### Exercise requirements
Every record below should be printed exactly as it appears.

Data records
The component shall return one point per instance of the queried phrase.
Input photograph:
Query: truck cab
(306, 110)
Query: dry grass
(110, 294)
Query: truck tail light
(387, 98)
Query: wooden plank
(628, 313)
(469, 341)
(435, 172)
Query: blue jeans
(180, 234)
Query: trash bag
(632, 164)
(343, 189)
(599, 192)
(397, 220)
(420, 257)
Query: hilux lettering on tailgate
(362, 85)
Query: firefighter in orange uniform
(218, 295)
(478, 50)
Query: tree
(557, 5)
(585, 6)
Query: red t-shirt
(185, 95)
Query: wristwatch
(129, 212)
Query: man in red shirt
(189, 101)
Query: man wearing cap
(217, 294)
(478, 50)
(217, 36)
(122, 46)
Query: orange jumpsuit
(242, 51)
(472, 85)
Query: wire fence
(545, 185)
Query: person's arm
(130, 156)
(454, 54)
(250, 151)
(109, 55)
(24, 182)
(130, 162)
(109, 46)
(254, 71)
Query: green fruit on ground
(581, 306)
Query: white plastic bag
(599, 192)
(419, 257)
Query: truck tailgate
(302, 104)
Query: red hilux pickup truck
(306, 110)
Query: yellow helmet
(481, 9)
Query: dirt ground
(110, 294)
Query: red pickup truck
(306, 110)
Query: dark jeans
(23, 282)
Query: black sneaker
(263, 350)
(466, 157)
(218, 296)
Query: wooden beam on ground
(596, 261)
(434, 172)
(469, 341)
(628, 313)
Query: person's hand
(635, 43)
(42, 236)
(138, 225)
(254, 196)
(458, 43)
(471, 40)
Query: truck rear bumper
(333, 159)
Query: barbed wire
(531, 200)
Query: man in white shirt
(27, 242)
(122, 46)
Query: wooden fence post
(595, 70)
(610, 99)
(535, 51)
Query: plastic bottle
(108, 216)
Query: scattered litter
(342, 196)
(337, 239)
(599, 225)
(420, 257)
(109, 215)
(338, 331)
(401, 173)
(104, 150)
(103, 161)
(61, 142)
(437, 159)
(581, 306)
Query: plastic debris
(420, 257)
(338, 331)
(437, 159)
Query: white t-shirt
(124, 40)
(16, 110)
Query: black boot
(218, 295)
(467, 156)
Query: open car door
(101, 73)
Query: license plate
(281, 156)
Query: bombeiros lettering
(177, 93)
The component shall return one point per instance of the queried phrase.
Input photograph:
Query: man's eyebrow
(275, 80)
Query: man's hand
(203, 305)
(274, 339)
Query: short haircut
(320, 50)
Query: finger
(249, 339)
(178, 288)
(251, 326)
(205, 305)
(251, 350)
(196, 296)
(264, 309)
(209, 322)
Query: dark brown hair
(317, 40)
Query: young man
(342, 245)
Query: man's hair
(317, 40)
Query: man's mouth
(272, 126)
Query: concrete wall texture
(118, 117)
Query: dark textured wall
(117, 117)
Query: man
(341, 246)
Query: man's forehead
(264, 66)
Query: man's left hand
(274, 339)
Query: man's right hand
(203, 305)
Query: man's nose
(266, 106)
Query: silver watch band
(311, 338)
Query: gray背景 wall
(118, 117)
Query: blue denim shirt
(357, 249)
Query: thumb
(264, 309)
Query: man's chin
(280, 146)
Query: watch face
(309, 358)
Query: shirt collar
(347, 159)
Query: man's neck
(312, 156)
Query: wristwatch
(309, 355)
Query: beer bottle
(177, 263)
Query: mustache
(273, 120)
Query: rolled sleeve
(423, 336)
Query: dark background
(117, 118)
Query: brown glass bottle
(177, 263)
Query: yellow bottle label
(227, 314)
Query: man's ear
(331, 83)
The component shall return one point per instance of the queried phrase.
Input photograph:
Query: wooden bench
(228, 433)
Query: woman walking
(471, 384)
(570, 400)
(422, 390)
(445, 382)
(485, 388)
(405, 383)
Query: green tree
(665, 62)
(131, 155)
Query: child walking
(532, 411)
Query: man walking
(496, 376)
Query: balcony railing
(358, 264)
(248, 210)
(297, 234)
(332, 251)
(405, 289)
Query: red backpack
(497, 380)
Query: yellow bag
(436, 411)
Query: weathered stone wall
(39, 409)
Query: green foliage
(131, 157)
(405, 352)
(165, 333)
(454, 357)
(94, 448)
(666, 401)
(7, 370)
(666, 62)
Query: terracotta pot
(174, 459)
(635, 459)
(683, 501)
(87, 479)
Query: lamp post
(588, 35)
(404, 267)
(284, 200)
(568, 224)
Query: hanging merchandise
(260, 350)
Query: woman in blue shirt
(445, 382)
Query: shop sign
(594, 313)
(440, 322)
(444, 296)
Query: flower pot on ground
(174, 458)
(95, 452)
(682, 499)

### Answer to this task
The component shall return one point per instance of the queried phrase.
Input photograph:
Query: truck cab
(306, 110)
Query: dry grass
(110, 294)
Query: truck tail light
(387, 98)
Query: wooden plank
(628, 313)
(469, 341)
(435, 172)
Query: blue jeans
(180, 234)
Query: trash bag
(632, 164)
(343, 189)
(599, 192)
(397, 220)
(420, 257)
Query: hilux lettering on tailgate
(362, 85)
Query: firefighter in orange uniform
(218, 295)
(478, 50)
Query: tree
(557, 5)
(585, 6)
Query: red t-shirt
(185, 95)
Query: wristwatch
(129, 212)
Query: man in red shirt
(189, 101)
Query: man wearing cap
(217, 294)
(478, 50)
(217, 36)
(122, 46)
Query: orange jumpsuit
(242, 51)
(472, 85)
Query: wire fence
(545, 185)
Query: person's arm
(130, 156)
(454, 54)
(250, 151)
(109, 55)
(24, 182)
(130, 162)
(109, 46)
(254, 71)
Query: green fruit on ground
(581, 306)
Query: white plastic bag
(599, 192)
(419, 257)
Query: truck tailgate
(302, 104)
Query: red hilux pickup truck
(306, 110)
Query: yellow helmet
(481, 9)
Query: dirt ground
(110, 294)
Query: red pickup truck
(306, 110)
Query: dark jeans
(23, 282)
Query: black sneaker
(263, 350)
(466, 157)
(218, 296)
Query: wooden beam on ground
(596, 261)
(434, 172)
(469, 341)
(628, 313)
Query: person's hand
(635, 43)
(42, 236)
(138, 225)
(254, 196)
(458, 43)
(471, 40)
Query: truck rear bumper
(333, 159)
Query: barbed wire
(531, 200)
Query: man in white shirt
(27, 242)
(122, 46)
Query: wooden fence post
(595, 70)
(610, 99)
(535, 51)
Query: plastic bottle
(108, 216)
Query: scattered litter
(342, 196)
(337, 239)
(599, 225)
(420, 257)
(109, 215)
(338, 331)
(401, 173)
(104, 150)
(103, 161)
(61, 142)
(437, 159)
(581, 306)
Query: plastic debris
(420, 257)
(338, 331)
(437, 159)
Query: white t-shirt
(124, 40)
(16, 110)
Query: black boot
(218, 295)
(467, 156)
Query: open car door
(101, 73)
Query: license plate
(281, 156)
Query: bombeiros lettering
(177, 93)
The component shall return one point per instance of the queried phrase.
Input photograph:
Query: man's eyebrow
(275, 80)
Query: man's hand
(203, 305)
(274, 339)
Query: short haircut
(320, 50)
Query: finger
(249, 339)
(178, 288)
(251, 326)
(205, 305)
(251, 350)
(196, 296)
(264, 309)
(209, 322)
Query: dark brown hair
(317, 40)
Query: young man
(342, 245)
Query: man's hair
(317, 40)
Query: man's mouth
(272, 126)
Query: concrete wall texture
(118, 117)
Query: dark textured wall
(117, 117)
Query: man
(341, 246)
Query: man's forehead
(264, 66)
Query: man's left hand
(274, 339)
Query: man's right hand
(203, 305)
Query: man's nose
(266, 106)
Query: silver watch band
(311, 338)
Query: gray背景 wall
(118, 117)
Query: blue denim shirt
(357, 249)
Query: thumb
(264, 309)
Query: man's chin
(280, 146)
Query: watch face
(309, 358)
Query: shirt collar
(347, 159)
Query: man's neck
(312, 156)
Query: wristwatch
(309, 355)
Query: beer bottle
(177, 263)
Query: mustache
(273, 120)
Query: rolled sleeve
(423, 336)
Query: dark background
(117, 118)
Query: brown glass bottle
(177, 263)
Query: yellow bottle label
(227, 314)
Query: man's ear
(331, 83)
The component shall return one point per instance of the queried phrase.
Input photograph:
Query: wooden bench
(228, 433)
Query: woman walking
(471, 384)
(570, 400)
(422, 390)
(445, 382)
(485, 388)
(405, 383)
Query: green tree
(665, 62)
(131, 155)
Query: child walking
(532, 411)
Query: man walking
(496, 376)
Query: balcony railing
(358, 264)
(248, 210)
(297, 234)
(332, 251)
(405, 289)
Query: red backpack
(497, 380)
Query: yellow bag
(436, 411)
Query: weathered stone wall
(39, 409)
Query: green foliage
(131, 157)
(405, 352)
(165, 333)
(454, 357)
(94, 448)
(666, 401)
(7, 370)
(666, 62)
Query: terracotta pot
(174, 459)
(635, 459)
(683, 501)
(87, 479)
Query: lamp post
(588, 35)
(404, 267)
(284, 200)
(568, 224)
Query: hanging merchandise
(260, 350)
Query: woman in blue shirt
(445, 382)
Query: shop sign
(594, 313)
(440, 322)
(444, 296)
Query: flower pot on ground
(174, 458)
(95, 452)
(682, 499)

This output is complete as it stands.